WORK TO BE COMPLETED. Collect all lines containing the word "wooden" from the data.

[Start of Attachment]

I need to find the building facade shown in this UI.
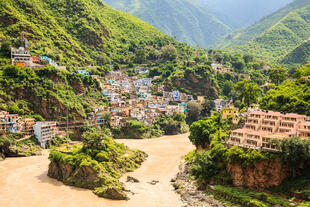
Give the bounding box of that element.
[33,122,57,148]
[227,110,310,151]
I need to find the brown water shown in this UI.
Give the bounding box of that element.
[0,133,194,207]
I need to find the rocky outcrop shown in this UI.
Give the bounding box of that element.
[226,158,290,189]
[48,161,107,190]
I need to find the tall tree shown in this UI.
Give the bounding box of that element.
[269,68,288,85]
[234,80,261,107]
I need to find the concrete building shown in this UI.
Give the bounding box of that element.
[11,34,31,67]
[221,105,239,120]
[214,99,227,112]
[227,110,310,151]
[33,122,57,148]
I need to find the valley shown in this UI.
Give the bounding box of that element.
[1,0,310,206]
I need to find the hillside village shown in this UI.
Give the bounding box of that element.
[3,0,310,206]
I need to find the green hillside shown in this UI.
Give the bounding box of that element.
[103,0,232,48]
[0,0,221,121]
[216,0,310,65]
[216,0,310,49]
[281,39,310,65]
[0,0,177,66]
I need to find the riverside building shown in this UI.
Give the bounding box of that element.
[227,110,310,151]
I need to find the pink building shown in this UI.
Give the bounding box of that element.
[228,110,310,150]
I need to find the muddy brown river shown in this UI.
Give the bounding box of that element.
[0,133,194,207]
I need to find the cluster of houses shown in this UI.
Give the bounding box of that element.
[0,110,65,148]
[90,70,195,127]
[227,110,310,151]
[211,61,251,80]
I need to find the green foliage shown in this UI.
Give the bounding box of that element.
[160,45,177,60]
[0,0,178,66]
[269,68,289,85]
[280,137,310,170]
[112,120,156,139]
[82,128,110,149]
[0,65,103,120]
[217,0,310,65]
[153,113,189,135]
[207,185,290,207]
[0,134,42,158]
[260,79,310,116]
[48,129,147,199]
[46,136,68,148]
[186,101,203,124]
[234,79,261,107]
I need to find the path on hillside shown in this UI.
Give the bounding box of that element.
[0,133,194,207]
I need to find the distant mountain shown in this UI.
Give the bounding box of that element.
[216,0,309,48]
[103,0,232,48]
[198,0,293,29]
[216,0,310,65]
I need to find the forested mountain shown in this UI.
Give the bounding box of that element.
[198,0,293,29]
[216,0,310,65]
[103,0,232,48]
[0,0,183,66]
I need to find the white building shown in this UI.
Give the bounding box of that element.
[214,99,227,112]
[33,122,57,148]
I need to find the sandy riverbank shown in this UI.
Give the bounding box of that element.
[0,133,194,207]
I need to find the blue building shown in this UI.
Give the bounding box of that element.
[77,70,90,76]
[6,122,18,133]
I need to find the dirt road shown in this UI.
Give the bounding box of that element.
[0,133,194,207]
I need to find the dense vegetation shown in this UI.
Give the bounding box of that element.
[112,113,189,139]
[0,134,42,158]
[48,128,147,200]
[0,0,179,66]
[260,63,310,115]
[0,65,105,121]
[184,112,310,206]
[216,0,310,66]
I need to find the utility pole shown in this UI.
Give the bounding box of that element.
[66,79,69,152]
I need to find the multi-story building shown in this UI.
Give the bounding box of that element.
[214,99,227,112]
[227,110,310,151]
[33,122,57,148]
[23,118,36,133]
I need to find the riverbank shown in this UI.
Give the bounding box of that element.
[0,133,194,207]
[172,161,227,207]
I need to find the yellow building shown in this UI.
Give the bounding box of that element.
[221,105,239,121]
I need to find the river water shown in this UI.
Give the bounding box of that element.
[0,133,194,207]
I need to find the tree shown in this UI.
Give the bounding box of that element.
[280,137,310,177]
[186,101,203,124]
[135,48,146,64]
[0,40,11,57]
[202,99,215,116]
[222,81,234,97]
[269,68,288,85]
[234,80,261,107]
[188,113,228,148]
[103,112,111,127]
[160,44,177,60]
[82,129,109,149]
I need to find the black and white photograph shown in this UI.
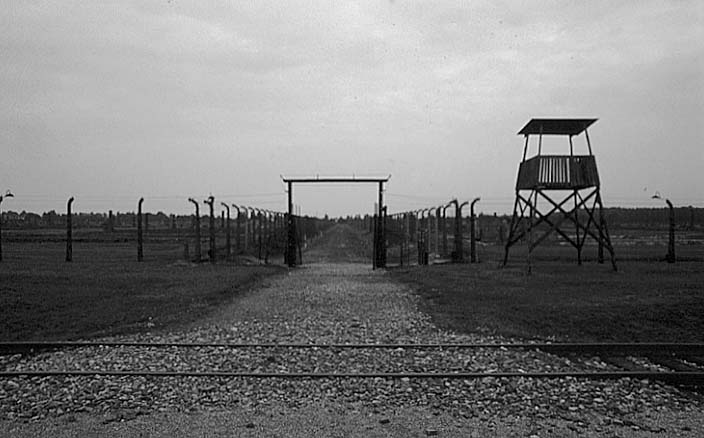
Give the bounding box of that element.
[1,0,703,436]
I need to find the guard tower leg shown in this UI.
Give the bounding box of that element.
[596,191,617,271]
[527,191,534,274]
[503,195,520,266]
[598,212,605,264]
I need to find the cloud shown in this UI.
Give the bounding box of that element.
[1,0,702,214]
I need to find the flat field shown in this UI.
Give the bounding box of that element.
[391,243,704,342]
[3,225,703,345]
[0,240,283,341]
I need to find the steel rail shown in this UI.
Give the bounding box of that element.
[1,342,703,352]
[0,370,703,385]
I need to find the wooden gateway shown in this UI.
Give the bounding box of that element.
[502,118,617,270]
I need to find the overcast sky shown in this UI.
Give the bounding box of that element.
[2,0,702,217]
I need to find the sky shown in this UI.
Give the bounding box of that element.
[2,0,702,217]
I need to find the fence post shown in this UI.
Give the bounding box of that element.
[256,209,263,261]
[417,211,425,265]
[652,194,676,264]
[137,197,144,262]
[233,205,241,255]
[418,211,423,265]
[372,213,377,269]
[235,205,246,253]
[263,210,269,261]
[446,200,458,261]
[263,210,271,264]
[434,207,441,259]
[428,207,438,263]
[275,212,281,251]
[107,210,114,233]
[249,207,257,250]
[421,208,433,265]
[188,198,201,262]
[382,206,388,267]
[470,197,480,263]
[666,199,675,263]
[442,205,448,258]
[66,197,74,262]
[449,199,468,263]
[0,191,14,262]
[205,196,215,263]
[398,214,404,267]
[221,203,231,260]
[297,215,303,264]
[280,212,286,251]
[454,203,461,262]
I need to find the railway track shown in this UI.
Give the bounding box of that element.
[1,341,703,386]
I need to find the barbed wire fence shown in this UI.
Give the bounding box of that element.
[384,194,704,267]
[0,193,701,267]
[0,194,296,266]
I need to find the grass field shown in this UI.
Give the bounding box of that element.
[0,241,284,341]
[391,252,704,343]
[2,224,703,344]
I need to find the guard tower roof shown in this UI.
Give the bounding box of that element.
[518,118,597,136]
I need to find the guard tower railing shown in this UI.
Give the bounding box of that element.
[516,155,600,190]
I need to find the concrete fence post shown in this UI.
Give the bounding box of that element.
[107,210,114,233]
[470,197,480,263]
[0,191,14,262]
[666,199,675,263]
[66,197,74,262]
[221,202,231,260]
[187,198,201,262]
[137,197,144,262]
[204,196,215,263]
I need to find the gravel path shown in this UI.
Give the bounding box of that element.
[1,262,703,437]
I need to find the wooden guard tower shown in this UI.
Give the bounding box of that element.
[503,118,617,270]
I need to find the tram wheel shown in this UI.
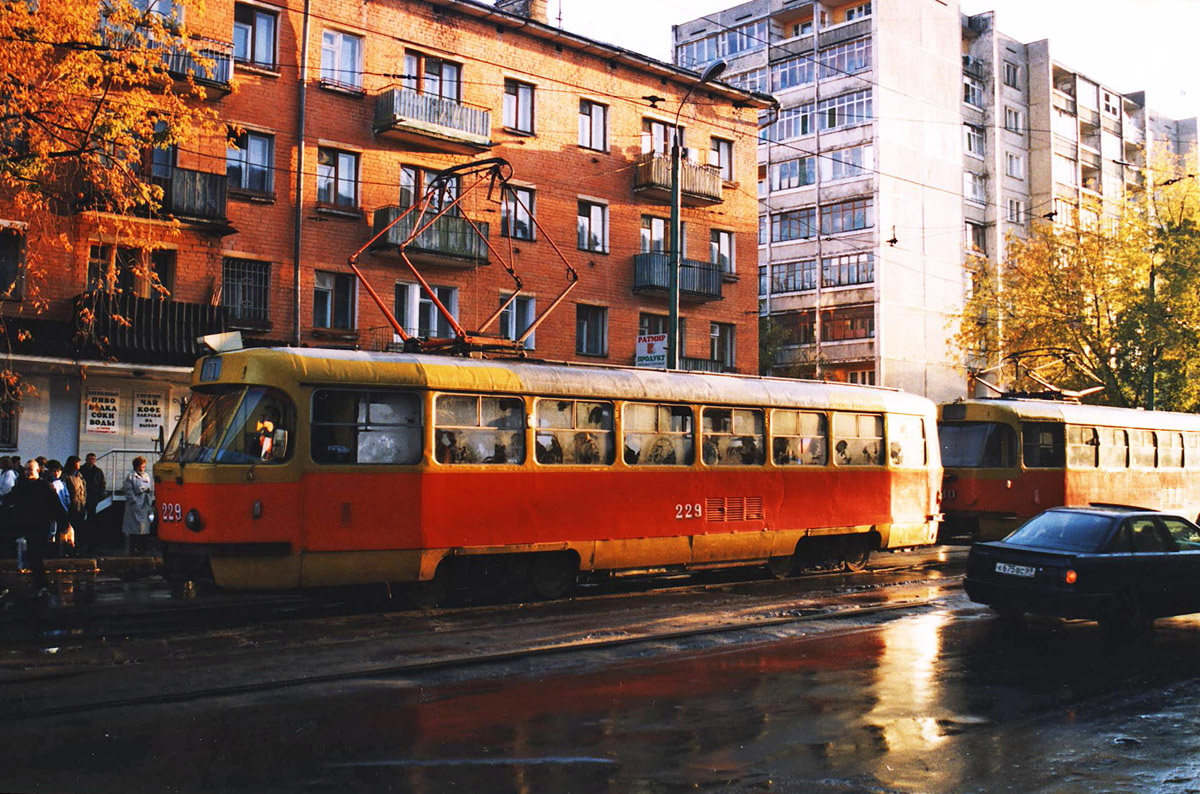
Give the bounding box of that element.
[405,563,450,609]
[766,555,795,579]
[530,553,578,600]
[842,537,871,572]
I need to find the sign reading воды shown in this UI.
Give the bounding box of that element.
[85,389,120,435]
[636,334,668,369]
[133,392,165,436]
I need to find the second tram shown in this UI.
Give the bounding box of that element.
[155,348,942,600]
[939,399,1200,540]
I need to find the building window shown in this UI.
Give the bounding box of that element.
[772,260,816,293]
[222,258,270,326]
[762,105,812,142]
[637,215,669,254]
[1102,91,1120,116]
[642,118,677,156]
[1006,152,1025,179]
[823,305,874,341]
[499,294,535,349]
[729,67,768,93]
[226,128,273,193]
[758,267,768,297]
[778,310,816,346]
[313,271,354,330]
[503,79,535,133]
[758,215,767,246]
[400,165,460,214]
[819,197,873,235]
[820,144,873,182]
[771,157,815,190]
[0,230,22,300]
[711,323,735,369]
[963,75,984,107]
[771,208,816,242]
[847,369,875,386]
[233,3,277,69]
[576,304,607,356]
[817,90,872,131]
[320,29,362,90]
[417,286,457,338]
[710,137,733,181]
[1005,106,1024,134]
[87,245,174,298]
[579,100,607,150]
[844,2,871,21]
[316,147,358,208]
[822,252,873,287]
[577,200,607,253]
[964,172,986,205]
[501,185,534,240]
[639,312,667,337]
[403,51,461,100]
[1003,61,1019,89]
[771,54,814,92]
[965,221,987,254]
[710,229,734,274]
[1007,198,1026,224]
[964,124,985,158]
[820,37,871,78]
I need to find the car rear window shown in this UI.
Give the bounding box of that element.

[End of Attachment]

RESPONSE FOR THIS EXERCISE.
I need to find the wooden gateway shown in this UI.
I need to find the wooden guard tower shown in this UI.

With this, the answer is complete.